[Records from a collection]
..............................
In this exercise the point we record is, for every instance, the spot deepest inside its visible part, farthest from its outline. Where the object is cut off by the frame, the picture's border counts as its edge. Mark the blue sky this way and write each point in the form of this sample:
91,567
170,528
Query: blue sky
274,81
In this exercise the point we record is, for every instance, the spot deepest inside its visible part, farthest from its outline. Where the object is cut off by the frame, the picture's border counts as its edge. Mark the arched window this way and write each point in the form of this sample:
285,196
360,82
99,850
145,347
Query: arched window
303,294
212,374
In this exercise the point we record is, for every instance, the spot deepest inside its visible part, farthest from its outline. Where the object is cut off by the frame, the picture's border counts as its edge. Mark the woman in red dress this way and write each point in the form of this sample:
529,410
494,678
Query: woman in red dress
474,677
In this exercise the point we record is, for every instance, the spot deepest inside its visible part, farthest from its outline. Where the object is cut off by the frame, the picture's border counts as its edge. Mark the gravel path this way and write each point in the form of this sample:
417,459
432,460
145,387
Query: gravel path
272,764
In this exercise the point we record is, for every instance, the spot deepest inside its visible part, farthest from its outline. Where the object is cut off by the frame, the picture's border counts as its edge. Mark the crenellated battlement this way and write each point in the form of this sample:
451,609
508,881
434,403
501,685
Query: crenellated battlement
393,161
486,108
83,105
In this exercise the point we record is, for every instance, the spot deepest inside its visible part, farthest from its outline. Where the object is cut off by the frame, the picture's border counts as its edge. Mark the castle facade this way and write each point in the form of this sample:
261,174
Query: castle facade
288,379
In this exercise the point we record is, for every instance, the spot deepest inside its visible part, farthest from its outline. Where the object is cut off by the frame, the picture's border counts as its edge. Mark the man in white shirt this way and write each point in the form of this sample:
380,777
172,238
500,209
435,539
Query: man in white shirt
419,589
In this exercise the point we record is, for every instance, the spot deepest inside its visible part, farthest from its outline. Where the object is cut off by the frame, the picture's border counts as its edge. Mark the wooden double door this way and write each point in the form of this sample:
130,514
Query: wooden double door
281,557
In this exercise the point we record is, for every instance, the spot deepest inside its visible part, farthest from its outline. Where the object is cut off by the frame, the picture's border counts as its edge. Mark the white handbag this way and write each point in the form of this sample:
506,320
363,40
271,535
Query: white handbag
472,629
..............................
What you should do:
What must be returned is the line with "Query: wooden double door" plus every line after it to the end of the entries, exactly as they appear.

Problem solution:
Query: wooden double door
281,557
In this exercise the point we record is, for every instance, the spot deepest inside its visible part, farthest from its outline. Where the object is cut off by the frame, the picture's border counts as its edge. Mark the white handbag this way and write each point in the form of this sample:
506,320
363,40
271,535
Query: white handbag
472,629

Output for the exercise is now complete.